======== Exercise data ========

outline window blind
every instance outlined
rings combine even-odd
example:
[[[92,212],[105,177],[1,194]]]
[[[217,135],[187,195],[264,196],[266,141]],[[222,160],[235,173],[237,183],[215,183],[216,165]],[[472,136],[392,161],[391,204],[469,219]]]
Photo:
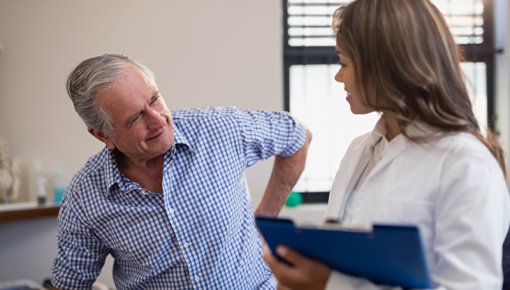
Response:
[[[332,15],[351,1],[288,0],[287,35],[289,47],[335,46]],[[432,0],[443,13],[458,44],[484,41],[483,0]]]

========

*Your assignment*. Return only the lines that start at the line containing "rings combine even-odd" and finish at the last line of the entries, exactly as written and without pictures.

*Answer for the task*.
rings combine even-odd
example:
[[[92,212],[105,177],[1,194]]]
[[[217,135],[187,195],[264,196],[266,141]],[[222,160],[235,173],[237,183],[215,183],[216,165]],[[472,136],[392,161],[391,204],[469,219]]]
Photo:
Response:
[[[332,15],[351,1],[288,0],[287,35],[289,47],[335,46]],[[432,0],[443,13],[458,44],[484,41],[483,0]]]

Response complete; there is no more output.